» **TÂCHES À RÉALISER**
#1 Dans l'article sur la comparution de Lucien Beindou Guilao, reformulez sous forme de liste le paragraphe commençant par « Dans ce dossier, Lucien Beindou Guilao était poursuivi », en conservant ses faits essentiels.
#2 Traduisez en anglais la phrase suivante de l'article sur la comparution de Lucien Beindou Guilao : « Le prévenu a reconnu avoir payé ces primes, mais il a réfuté leur caractère illégal. »
#3 Rédigez la suite de l'article sur la comparution de Lucien Beindou Guilao devant la Cour des Comptes, à partir de sa dernière phrase.

» **BLOC DE TEXTE**
******************************

Lucien Beindou Guilao, ancien directeur général de l’Office national de formation et de perfectionnement professionnel (ONFPP), a comparu hier, mardi 28 février 2023, devant la chambre de discipline budgétaire et financière de la Cour des Comptes où il est poursuivi pour «fautes de gestion». Les faits qui lui sont reprochés portent sur des primes et autres gratifications qu’il a accordées à des anciens dirigeants de l’ONFPP entre 2017 et 2021. Le prévenu a reconnu avoir payé ces primes, mais il a réfuté leur caractère illégal. Et, pour sa défense, il a déclaré que ces primes ont été instaurées en 1989 par le ministre du budget de l’époque.
Et, à son arrivée à l’ONFPP en 2015, il a continué à les payer avec l’avale du Conseil d’administration dudit Office. Mais, au terme des débats, le parquet a requis sa « condamnation à l’amende », alors que son conseil a plaidé pour un « non-lieu », rapporte Guineematin.com à travers son équipe de reportage.
La Cour des Comptes contrôle a postériori la gestion des organismes publics de toutes les institutions publiques qui reçoivent un concours financier de l’Etat. Et, la présente procédure contre Lucien Beindou Guilao fait suite à un contrôle qui a abouti à un « rapport d’observation définitive » qui lui a été notifié par le greffe de la Cour des Comptes le 21 avril 2021. Ce contrôle a eu lieu entre 2015 et 2019. Et, à l’époque, le prévenu était encore le directeur général de l’ONFPP.
Une copie de ce rapport d’observation a été communiquée au parquet de la Cour des Comptes qui a finalement engagé des poursuites pour « fautes de gestion » sur la base des articles 67 à 70 et suivant de la loi du 18 janvier 2013 portant attributions, organisation et fonctionnement de la Cour des Comptes et le régime disciplinaire de ses membres. Un magistrat instructeur a été saisi pour une information de ce dossier. Et, c’est au cours de cette information judiciaire qu’une « vieille pratique illégale » a été découverte au sein de l’ONFPP. Cette pratique consiste à payer des primes et des gratifications à des anciens dirigeants dudit Office. Et, c’est cette pratique qui a été qualifiée de « fautes de gestion » par le parquet de la Cour des Comptes.
Dans ce dossier, Lucien Beindou Guilao était poursuivi avec Youssouf Camara (agent comptable) et une certaine Fatoumata Diakité. Mais, compte tenu du fait que certaines infractions de la procédure étaient prescrites, Fatoumata Diakité a été renvoyée des fins de la poursuite et les deux autres prévenus (Lucien Beindou Guilao et Youssouf Camara) ont été renvoyés devant la chambre de discipline budgétaire et financière de la Cour des Comptes pour y être jugés.

******************************

» **Entrées d'annotation de l'emplacement des images**
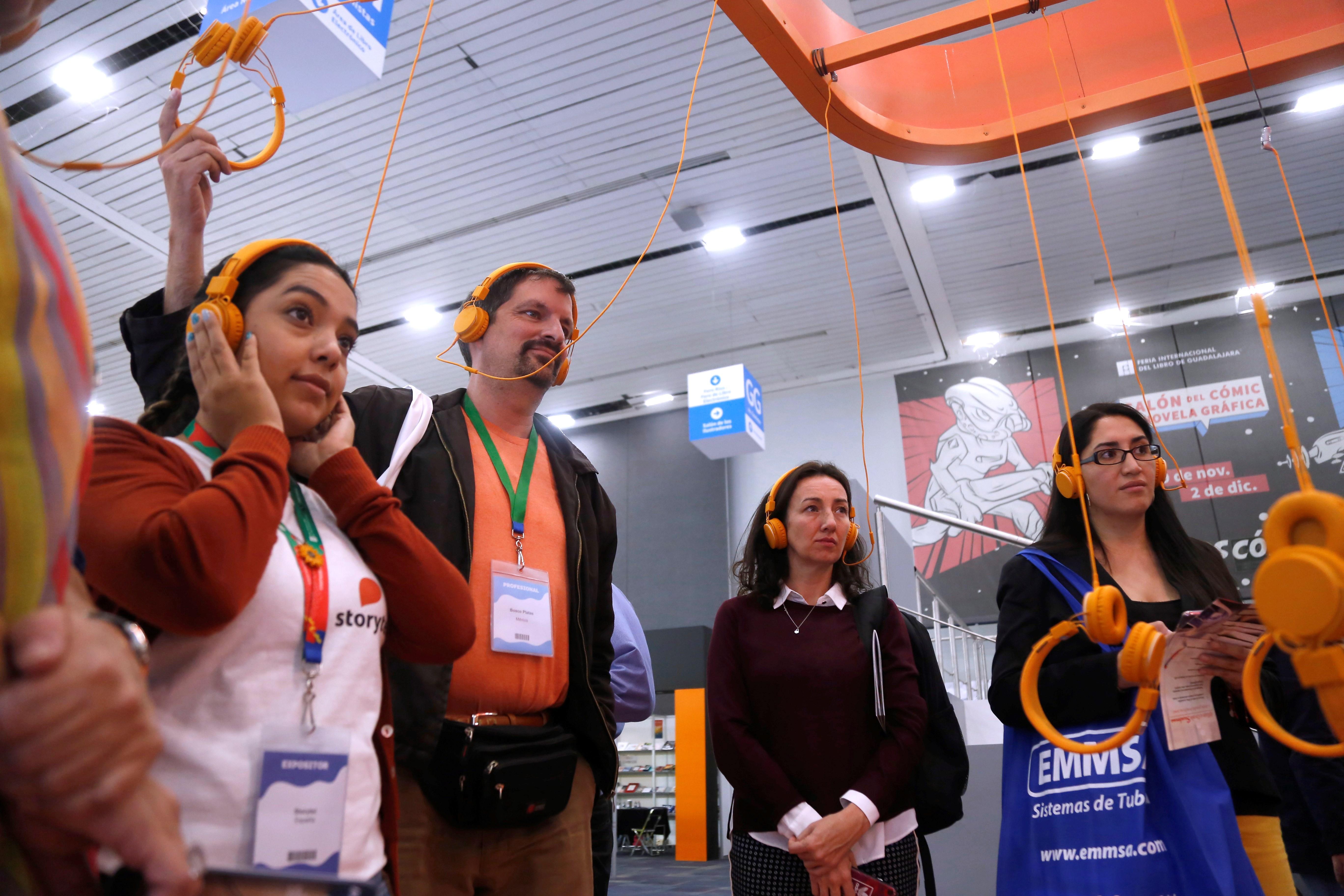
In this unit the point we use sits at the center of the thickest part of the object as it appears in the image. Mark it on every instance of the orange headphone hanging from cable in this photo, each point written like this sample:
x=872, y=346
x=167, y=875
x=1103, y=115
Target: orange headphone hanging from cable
x=777, y=536
x=220, y=291
x=474, y=320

******************************

» **RÉPONSES PAR TÂCHE**
#1
- Lucien Beindou Guilao était poursuivi avec Youssouf Camara, agent comptable, et Fatoumata Diakité.
- Certaines infractions de la procédure étant prescrites, Fatoumata Diakité a été renvoyée des fins de la poursuite.
- Lucien Beindou Guilao et Youssouf Camara ont été renvoyés devant la chambre de discipline budgétaire et financière de la Cour des Comptes pour y être jugés.

#2 The defendant admitted to paying these bonuses, but he denied that they were illegal.

#3
A la barre ce mardi, après la lecture de l’ordonnance qui l’a renvoyé devant cette juridiction, Lucien Beindou Guilao a réfuté les charges articulées contre lui. Il a reconnu avoir payé des primes et des gratifications à des anciens dirigeants de l’ONFPP, mais il a réfuté le caractère illégal que le ministère public colle à son action.
« Lorsque je suis arrivé en 2015, cette pratique existait déjà à l’ONFPP. Et, elle était validée par le Conseil d’Administration. Donc, je n’ai fait appliquer ce qui existait et qui avait été instauré depuis 1989 (soit 3 ans après la création de l’ONFPP en 1986) », a-t-il déclaré.
Abondant dans le même sens, son conseil, Me Faciné Soumah, s’est interrogé sur la capacité de l’Etat guinéen à poursuivre Lucien Beindou Guilao, d’autant plus que « c’est en 2019 seulement que l’Etat a accordé sa subvention à l’ONFPP ». Mais, à ces inquiétudes de la défense qui sonnent comme des exceptions, le ministère public (représenté par Mamadou Saliou Diallo, Commissaire général du gouvernement), a estimé que l’Etat guinéen est bien en droit de poursuivre Lucien Beindou Guilao, dans la mesure où ce dernier à au moins géré la subvention de 2019.
« Ce sont les cotisations d’entreprise privées au titre de leur contribution à la formation que l’ONFPP gérait. Et, ces ressources ne sont pas des ressources publiques… Je pense qu’on est en train de faire un mauvais procès à Lucien Guilao. Parce que cette pratique existe à l’ONFPP depuis 1989. Et, on ne peut pas dire que depuis 1989 l’ONFPP n’a pas été inspecté. Donc, cette pratique a un fondement légal. Parce que dans le budget de l’ONFPP qui est voté par le Conseil d’Administration, cette ligne est prévue. Ces primes constituent un usage de fait en droit », a répliqué l’avocat de la défense aux arguments du ministère public.
Mais, le Commissaire général du gouvernement (qui fait office de procureur) garde sa lucidité et revient à la charge contre le prévenu.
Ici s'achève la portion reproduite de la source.